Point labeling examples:
## start
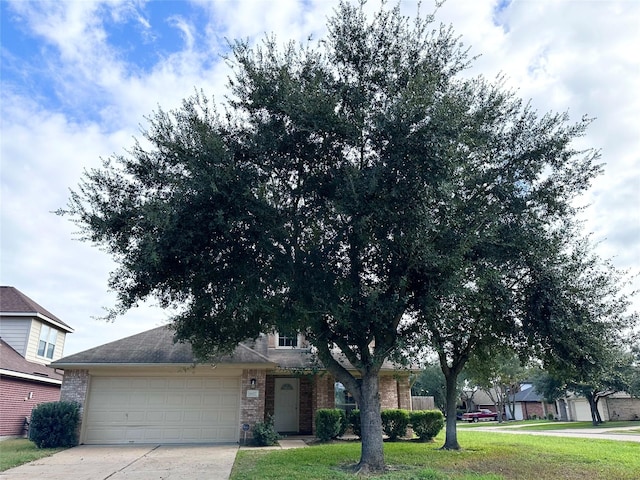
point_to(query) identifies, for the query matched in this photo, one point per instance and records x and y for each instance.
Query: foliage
(354, 421)
(330, 423)
(55, 424)
(426, 423)
(358, 190)
(18, 451)
(264, 433)
(395, 423)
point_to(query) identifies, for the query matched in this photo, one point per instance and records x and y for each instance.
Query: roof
(158, 347)
(13, 364)
(528, 395)
(13, 301)
(153, 347)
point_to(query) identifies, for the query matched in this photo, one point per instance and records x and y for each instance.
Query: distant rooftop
(13, 300)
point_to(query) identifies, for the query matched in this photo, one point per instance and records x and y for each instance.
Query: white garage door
(185, 409)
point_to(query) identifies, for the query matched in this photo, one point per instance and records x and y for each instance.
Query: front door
(285, 411)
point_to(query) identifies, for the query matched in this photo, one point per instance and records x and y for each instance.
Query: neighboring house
(528, 404)
(148, 389)
(619, 406)
(30, 338)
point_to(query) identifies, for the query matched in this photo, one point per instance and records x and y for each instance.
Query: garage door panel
(157, 409)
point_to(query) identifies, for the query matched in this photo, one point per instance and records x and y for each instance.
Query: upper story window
(47, 343)
(287, 340)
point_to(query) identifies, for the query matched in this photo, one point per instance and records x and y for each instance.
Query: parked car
(480, 415)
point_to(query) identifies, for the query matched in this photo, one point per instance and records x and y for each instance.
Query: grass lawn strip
(15, 452)
(487, 456)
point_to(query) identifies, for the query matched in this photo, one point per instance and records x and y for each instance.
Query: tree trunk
(451, 437)
(372, 454)
(593, 405)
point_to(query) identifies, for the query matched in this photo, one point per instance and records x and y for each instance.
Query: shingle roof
(155, 346)
(528, 395)
(13, 300)
(12, 361)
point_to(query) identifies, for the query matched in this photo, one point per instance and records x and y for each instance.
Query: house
(30, 338)
(528, 404)
(148, 389)
(618, 406)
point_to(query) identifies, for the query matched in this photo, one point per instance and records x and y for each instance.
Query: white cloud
(579, 56)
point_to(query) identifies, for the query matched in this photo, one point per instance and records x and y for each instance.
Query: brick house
(30, 338)
(147, 389)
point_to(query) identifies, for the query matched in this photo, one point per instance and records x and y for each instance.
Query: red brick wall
(306, 405)
(535, 408)
(252, 410)
(15, 403)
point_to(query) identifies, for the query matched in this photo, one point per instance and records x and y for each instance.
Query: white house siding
(15, 331)
(34, 339)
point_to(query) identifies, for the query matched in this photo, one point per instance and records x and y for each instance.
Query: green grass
(19, 451)
(578, 425)
(486, 456)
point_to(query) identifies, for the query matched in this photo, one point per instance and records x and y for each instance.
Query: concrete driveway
(128, 462)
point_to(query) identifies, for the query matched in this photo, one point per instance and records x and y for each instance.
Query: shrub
(55, 424)
(354, 421)
(395, 423)
(264, 433)
(426, 423)
(329, 423)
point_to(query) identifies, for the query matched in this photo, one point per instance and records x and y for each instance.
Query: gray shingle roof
(13, 300)
(155, 346)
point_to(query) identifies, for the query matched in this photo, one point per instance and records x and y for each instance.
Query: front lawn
(487, 456)
(578, 425)
(18, 451)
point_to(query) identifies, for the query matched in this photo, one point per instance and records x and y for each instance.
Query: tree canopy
(357, 189)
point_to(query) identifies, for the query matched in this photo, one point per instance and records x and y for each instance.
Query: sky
(78, 79)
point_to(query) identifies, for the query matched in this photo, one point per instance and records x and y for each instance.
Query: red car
(482, 414)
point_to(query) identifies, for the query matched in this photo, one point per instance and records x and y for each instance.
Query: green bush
(395, 423)
(426, 423)
(329, 423)
(354, 421)
(264, 433)
(55, 424)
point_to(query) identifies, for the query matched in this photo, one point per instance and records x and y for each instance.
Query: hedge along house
(31, 337)
(148, 389)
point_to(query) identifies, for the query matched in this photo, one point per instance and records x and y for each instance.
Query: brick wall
(306, 405)
(529, 409)
(252, 410)
(388, 393)
(17, 399)
(623, 408)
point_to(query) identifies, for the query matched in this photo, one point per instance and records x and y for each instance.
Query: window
(343, 399)
(47, 343)
(287, 340)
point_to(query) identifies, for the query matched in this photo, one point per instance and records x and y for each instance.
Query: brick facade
(623, 408)
(252, 410)
(529, 409)
(18, 398)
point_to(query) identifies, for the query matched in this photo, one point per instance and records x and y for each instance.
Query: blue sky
(78, 77)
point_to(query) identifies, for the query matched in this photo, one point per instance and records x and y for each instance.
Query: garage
(162, 409)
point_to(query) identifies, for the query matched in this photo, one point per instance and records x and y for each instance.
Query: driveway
(128, 462)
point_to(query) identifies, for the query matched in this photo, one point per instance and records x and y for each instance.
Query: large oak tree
(353, 190)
## end
WHAT TO PRODUCE: Copy out every line of the material above exactly, skipping the pictures.

THE OUTPUT:
point_to(query) identifies, for the query matched in this photo, one point per instance and records x and y for each instance.
Query: foliage
(354, 421)
(330, 423)
(55, 424)
(426, 423)
(358, 190)
(18, 451)
(264, 433)
(395, 423)
point_to(query) identifies, for the query matched in this photo, one point per instance and records x and y for each instance.
Query: roof
(158, 347)
(13, 364)
(528, 395)
(13, 301)
(153, 347)
point_to(query) identifies, for the query matched in this photo, one point per instance and records x and y for each instance.
Query: distant rooftop
(13, 300)
point_to(query) identifies, for the query matched in this photo, one point per instance and records x and y for each instance.
Query: white garage door
(185, 409)
point_to(query) identifies, for the query matched in this photo, one point per instance and records x and y for each instance.
Query: front door
(285, 411)
point_to(query) identifies, for the query matched in this photo, one point per instance and records x and y for each instance.
Query: neighboring house
(528, 404)
(148, 389)
(619, 406)
(30, 338)
point_to(query) identifies, for the query matched in this photo, one point per instance and records x and y for each instance.
Query: garage door panel
(157, 409)
point_to(query) identifies, for the query matched in this photo, one point per instance and records x and y for each instance.
Query: upper story window
(47, 343)
(287, 340)
point_to(query) identifies, for the query matched in this photo, one point per instance and records x and y for each instance.
Query: parked car
(480, 415)
point_to(query) identifies, for the query matched in this photo, one point per instance and records x and y for each instance.
Query: grass lawn strip
(15, 452)
(487, 456)
point_to(query) identifies, for the query matched in this photo, one point per instance and records x and y for each instance.
Query: tree trunk
(451, 437)
(372, 454)
(593, 405)
point_to(query) identifies, for the query matched in this photo, one point per instance and records x and y for each instance.
Query: shingle roof
(155, 346)
(528, 395)
(13, 300)
(12, 361)
point_to(query) identifies, for the query matched in this photo, one point per instance and records x and y for each instance.
Query: house
(30, 338)
(528, 404)
(148, 389)
(618, 406)
point_to(query) identifies, for the query matched in this photo, one point per instance and records x and y for each instance.
Query: white cloud
(579, 56)
point_to(query) identifies, for the query matched in this photo, one point per instance and records x and y for each instance.
Query: brick house
(30, 338)
(147, 389)
point_to(query) identifies, for the query matched in this photo, one point per instance and records x and y for each instance.
Query: red brick wall
(306, 405)
(535, 408)
(252, 410)
(15, 403)
point_to(query) identifies, for the query matched in this photo, one point per instance and records x and y for each instance.
Query: white house siding
(15, 331)
(34, 339)
point_to(query) identifies, for the query matched in this photo, one point per instance and records x and y for each instance.
Query: green grass
(19, 451)
(578, 425)
(486, 456)
point_to(query) identifies, for the query matched in this photo, one point per instance and records x and y for each instance.
Query: concrete driveway
(128, 462)
point_to(query) identifies, for the query matched in this photo, one point per instance and records x and y for each instance.
Query: shrub
(55, 424)
(354, 421)
(395, 423)
(264, 433)
(426, 423)
(329, 423)
point_to(query) identifies, for the query matched in this photo, one point per instance and records x and y for each instance.
Query: gray shingle roof
(13, 300)
(155, 346)
point_to(query) identifies, for the query matched in this photo, one point per instance and records x and y for each instance.
Query: front lawn
(487, 456)
(578, 425)
(18, 451)
point_to(query) identifies, for the query matched in this photo, one point per instance and records x and y for each instance.
Query: tree canopy
(357, 189)
point_to(query) identifies, for the query matched in this photo, one point per instance and records x and y for each instance.
Query: sky
(78, 79)
point_to(query) identifies, for the query matched in this photo, one point per instance and records x and y for each instance.
Query: red car
(482, 414)
point_to(query) identifies, for the query matched in this photo, one point per instance and records x and y for each instance.
Query: green bush
(395, 423)
(426, 423)
(329, 423)
(354, 421)
(264, 433)
(55, 424)
point_to(query) identifies, for the query matched in this photo, one point per instance and records x and y for each instance.
Query: hedge along house
(31, 337)
(148, 389)
point_to(query) identifies, for the query matched in this photo, one point per instance and records x and y for each instance.
Query: brick wall
(306, 405)
(529, 409)
(252, 410)
(388, 393)
(17, 399)
(623, 408)
point_to(query) identifies, for the query matched in this photo, one point per instance and records x and y for each instance.
Query: window
(343, 399)
(47, 343)
(287, 340)
point_to(query) identifies, for the query matched in this photo, one point per instance and records x and y for each instance.
Query: brick facade
(623, 408)
(252, 410)
(529, 409)
(18, 398)
point_to(query) identifies, for the query matched in this photo, one point per instance and records x and y for each instance.
Query: blue sky
(78, 77)
point_to(query) identifies, for the query matched in this photo, one point per instance and records x and y for each instance.
Query: garage
(162, 409)
point_to(query) identifies, for the query matched in this photo, one point per instance and records x and y for each instance.
Query: driveway
(128, 462)
point_to(query) identifies, for the query matched in this photo, one point per instance and records x and y for each instance.
Query: large oak tree
(353, 190)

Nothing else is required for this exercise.